▶ _TEXT_:
>>>>

# bran for my dog, where do you get it from?



## oldie48 (26 February 2015)

My vet has suggested I feed bran to my terrier, just wondered where best to buy it from. thanks


----------



## Dobiegirl (26 February 2015)

Why has your vet suggested this? what is your dog suffering from?


----------



## oldie48 (26 February 2015)

he needs his anal glands emptying from time to time and currently has an infection in one of them, poor boy! Basically his poo can be a bit sloppy. i hope you are not eating!


----------



## MurphysMinder (26 February 2015)

Probably the best place to get it is a pet shop, more expensive than from a feed merchants but a big sack would probably have gone off before you could use it all.


----------



## Sandstone1 (26 February 2015)

Can you use bran flakes instead?


----------



## MurphysMinder (26 February 2015)

I suspect bran flakes contain sugar and other additives.


----------



## {97702} (26 February 2015)

I would recommend feeding raw bones instead - one of mine used to have anal gland problems, as soon as I swapped her to a raw diet all problems stopped (thank goodness!)


----------



## galaxy (26 February 2015)

Add some scrambled egg every few days. Resolves the issue for my boy.


----------



## deb_l222 (26 February 2015)

My vet recommended weetabix to me years ago when one of mine used to have anal gland trouble.  Obviously not with milk and sugar, just plain.  I think I used to give her one every couple of days or so and it did seem to help.


----------



## dollyanna (26 February 2015)

I would personally go for raw bones too, but I used to buy small bags of bran in the supermarket for my old pony when she was ill and would only eat small quantities of things. Just look in the cereals section, usually only a pound or so and packaged in a bag rather than a box.


----------



## CazD (27 February 2015)

My terrier used to suffer with her anal glands.  The vet recommended Weetabix/all bran with natural yoghurt.


----------



## Thriller (27 February 2015)

<<<<

Referring expression data:
>>>>

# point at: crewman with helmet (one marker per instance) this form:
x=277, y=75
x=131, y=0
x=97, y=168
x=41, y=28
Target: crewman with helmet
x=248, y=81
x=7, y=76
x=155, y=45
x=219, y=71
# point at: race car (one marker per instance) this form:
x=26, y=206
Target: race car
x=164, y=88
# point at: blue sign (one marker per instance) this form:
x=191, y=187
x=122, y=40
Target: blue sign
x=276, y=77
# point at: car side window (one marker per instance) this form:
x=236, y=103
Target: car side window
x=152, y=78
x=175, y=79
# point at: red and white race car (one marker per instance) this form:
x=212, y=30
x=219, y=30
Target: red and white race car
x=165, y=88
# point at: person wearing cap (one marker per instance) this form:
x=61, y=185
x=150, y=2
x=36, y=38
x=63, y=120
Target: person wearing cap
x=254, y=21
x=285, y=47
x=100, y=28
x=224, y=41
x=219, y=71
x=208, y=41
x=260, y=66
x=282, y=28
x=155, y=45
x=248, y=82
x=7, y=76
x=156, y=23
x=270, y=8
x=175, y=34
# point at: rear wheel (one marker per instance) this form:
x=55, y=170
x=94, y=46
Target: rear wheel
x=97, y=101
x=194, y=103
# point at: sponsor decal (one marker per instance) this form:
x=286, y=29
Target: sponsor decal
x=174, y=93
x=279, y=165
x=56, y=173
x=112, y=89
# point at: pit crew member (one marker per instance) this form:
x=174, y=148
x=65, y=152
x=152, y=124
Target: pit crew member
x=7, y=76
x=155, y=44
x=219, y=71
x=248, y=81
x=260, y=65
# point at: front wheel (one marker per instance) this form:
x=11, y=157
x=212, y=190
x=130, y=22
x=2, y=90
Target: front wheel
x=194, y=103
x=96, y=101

<<<<

▶ _QUESTIONS TO ANSWER_:
**1.** List every place that the thread about bran for a terrier names as somewhere to buy bran.
**2.** In the thread about bran for a terrier, reproduce everything from "## Dobiegirl (26" down to "are not eating!", substituting "inflammation" for "infection".
**3.** Condense the post in the thread about bran for a terrier that begins "My vet recommended weetabix to me years ago" into a single sentence, keeping its main facts.
None of the items is needed for what is asked here.

▶ _RESULTS OF THE TASKS_:
**1.**
- A pet shop
- A feed merchant
- The supermarket (in the cereals section)

**2.**
## Dobiegirl (26 February 2015)

Why has your vet suggested this? what is your dog suffering from?


----------



## oldie48 (26 February 2015)

he needs his anal glands emptying from time to time and currently has an inflammation in one of them, poor boy! Basically his poo can be a bit sloppy. i hope you are not eating!

**3.** Years ago the poster's vet recommended plain Weetabix, without milk or sugar, for a dog with anal gland trouble, and giving her one about every couple of days did seem to help.